WHAT THE TASK ASKS:
Your output must consist solely of the lines from the one containing "Can you see the red vest" through the end of the records, reproduced exactly.
# # #
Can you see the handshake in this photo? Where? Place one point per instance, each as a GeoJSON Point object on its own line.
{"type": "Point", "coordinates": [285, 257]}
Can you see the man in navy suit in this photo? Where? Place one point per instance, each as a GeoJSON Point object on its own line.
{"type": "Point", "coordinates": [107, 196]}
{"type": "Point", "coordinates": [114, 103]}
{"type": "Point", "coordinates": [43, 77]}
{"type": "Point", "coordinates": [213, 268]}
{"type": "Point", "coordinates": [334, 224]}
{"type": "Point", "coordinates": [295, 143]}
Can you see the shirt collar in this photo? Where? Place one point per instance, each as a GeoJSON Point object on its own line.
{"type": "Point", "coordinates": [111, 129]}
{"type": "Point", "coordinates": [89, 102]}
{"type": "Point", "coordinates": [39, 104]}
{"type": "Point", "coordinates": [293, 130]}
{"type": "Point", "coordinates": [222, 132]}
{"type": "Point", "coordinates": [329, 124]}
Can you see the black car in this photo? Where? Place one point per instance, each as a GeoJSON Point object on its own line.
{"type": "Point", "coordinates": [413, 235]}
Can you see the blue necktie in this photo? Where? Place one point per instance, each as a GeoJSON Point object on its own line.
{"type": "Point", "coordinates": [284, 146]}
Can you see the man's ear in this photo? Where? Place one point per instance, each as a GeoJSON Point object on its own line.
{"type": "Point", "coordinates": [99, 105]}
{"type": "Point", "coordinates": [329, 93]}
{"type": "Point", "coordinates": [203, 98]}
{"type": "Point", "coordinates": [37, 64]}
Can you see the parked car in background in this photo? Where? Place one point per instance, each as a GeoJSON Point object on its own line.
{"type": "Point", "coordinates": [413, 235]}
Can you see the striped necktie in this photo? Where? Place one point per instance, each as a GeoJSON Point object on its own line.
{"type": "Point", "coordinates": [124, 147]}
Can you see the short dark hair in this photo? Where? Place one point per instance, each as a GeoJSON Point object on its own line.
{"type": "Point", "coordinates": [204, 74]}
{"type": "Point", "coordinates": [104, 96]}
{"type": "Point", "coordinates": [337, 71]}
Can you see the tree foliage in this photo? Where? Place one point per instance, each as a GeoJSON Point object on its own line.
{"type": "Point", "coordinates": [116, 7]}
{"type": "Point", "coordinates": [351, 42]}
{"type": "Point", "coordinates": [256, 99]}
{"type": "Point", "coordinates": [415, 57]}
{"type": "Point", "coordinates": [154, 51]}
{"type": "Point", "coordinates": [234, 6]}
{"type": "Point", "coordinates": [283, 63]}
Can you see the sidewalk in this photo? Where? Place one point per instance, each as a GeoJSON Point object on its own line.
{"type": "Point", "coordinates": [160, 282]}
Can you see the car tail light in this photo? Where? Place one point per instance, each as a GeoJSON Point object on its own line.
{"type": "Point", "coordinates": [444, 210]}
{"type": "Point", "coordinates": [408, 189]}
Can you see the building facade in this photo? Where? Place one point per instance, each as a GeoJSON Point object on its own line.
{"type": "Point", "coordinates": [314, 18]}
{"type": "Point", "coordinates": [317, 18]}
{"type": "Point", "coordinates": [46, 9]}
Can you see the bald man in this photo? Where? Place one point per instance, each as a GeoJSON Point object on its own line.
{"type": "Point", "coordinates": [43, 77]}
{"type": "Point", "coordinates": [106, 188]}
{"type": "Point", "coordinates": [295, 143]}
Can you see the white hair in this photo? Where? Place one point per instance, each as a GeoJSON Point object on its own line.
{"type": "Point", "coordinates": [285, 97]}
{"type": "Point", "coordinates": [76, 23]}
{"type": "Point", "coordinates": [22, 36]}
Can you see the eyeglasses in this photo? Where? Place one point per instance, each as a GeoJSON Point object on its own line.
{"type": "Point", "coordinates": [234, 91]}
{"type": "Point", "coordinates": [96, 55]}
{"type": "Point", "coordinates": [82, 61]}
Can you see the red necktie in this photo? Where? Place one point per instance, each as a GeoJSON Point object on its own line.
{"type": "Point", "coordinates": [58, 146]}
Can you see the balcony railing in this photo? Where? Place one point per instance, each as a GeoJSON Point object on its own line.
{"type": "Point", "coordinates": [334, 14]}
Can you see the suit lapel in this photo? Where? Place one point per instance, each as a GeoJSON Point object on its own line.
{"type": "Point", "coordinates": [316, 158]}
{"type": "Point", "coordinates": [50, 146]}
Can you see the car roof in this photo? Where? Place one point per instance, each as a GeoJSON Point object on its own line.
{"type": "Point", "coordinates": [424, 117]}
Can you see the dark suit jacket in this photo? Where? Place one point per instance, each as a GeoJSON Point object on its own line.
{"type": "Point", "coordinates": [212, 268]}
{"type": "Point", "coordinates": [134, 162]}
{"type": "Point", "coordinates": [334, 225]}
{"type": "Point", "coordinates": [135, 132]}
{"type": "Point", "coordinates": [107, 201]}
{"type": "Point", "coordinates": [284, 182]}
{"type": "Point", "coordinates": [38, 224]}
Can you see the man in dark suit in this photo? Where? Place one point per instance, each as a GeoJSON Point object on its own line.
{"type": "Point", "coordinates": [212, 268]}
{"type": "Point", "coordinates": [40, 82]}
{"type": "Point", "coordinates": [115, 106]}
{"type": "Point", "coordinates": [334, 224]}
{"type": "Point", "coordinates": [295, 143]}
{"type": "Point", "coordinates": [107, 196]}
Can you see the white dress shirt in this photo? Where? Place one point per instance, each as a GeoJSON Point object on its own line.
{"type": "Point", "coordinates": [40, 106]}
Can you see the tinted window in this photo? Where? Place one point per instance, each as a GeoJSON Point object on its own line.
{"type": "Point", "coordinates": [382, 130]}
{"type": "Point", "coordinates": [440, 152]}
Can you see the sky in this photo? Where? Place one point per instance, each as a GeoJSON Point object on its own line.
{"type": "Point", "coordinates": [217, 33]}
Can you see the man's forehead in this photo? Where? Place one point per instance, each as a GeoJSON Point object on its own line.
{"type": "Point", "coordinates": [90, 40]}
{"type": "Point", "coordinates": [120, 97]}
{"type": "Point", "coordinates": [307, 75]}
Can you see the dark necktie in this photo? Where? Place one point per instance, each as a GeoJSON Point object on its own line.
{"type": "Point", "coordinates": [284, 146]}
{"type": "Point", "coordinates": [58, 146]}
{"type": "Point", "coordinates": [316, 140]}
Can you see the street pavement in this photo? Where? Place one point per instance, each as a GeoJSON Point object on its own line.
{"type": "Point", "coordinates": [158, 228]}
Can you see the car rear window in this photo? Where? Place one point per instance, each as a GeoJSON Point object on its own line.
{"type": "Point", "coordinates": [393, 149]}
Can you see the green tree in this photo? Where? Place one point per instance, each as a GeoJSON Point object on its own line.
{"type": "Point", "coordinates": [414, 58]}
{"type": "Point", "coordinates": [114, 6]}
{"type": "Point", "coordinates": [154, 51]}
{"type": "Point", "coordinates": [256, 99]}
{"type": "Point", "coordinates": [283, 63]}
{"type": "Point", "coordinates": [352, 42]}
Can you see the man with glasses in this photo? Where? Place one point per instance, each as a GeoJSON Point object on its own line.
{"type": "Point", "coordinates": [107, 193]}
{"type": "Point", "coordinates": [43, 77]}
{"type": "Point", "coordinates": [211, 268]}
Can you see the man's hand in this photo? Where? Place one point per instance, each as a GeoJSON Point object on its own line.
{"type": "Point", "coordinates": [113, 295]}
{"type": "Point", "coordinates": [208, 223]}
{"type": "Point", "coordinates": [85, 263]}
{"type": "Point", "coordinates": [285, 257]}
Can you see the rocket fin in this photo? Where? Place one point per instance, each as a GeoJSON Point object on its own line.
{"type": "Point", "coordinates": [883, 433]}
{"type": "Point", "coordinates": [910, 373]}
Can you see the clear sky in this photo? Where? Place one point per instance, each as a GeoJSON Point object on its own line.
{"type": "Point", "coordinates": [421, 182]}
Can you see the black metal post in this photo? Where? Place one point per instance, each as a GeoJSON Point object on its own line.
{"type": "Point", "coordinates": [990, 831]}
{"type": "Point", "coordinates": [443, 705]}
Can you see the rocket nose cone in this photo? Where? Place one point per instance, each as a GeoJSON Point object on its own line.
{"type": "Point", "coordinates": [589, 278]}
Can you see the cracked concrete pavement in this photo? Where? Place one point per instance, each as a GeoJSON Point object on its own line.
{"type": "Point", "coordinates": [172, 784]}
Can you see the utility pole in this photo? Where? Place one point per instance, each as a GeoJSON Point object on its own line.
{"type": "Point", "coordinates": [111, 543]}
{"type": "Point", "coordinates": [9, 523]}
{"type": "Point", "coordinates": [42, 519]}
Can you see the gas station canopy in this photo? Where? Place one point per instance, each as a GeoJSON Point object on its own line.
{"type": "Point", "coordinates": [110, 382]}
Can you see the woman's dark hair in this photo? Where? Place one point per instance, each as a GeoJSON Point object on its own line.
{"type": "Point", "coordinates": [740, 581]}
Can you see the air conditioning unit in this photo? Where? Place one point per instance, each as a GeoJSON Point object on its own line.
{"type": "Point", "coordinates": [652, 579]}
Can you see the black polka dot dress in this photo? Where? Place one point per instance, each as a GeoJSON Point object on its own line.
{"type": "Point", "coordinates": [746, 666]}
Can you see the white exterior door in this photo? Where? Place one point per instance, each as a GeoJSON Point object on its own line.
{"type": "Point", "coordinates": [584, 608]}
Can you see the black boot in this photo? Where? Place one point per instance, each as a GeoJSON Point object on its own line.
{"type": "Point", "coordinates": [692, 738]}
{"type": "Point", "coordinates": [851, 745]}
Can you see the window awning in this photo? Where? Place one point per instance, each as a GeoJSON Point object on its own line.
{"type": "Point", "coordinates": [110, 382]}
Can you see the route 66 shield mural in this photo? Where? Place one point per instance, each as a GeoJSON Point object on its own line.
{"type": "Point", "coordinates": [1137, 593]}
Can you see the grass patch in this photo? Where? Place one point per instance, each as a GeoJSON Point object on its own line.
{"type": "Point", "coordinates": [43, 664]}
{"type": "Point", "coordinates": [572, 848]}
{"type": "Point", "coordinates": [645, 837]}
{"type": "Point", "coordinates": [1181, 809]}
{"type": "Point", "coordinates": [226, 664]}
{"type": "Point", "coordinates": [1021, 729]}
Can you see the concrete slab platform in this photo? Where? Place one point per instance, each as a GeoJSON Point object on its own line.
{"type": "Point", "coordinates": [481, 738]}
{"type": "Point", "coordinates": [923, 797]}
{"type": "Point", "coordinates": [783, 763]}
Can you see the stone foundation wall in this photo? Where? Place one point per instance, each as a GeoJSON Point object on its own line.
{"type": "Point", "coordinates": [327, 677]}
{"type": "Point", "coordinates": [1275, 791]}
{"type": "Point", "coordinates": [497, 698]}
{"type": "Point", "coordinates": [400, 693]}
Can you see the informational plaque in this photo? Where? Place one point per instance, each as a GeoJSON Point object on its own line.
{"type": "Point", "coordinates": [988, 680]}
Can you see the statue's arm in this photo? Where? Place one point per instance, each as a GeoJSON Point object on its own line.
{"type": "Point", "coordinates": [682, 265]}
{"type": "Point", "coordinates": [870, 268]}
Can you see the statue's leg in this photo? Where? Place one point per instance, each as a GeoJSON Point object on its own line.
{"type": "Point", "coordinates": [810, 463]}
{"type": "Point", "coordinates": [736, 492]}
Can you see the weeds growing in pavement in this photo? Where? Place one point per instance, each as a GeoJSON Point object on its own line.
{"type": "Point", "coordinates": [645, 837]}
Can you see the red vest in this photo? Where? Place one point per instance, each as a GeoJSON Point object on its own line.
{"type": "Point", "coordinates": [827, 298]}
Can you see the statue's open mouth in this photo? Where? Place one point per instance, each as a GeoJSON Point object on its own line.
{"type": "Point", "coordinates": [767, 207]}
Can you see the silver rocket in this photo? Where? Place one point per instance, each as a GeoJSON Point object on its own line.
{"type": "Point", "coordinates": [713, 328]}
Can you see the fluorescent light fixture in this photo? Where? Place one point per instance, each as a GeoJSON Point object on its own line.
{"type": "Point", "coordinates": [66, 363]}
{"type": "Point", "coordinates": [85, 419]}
# # #
EXERCISE ANSWER:
Can you see the red vest in this photo? Where? Place one point per instance, each as a GeoJSON Point object on its own line.
{"type": "Point", "coordinates": [827, 298]}
Can you see the statue's open mouth in this photo? Where? Place one point per instance, each as a GeoJSON Point object on its own line.
{"type": "Point", "coordinates": [767, 207]}
Can you see the silver rocket in this photo? Where? Place one point per instance, each as a GeoJSON Point object on its own line.
{"type": "Point", "coordinates": [713, 328]}
Can you see the fluorescent light fixture in this photo? Where? Place one point per instance, each as a GeoJSON Point object on its own line.
{"type": "Point", "coordinates": [66, 363]}
{"type": "Point", "coordinates": [85, 419]}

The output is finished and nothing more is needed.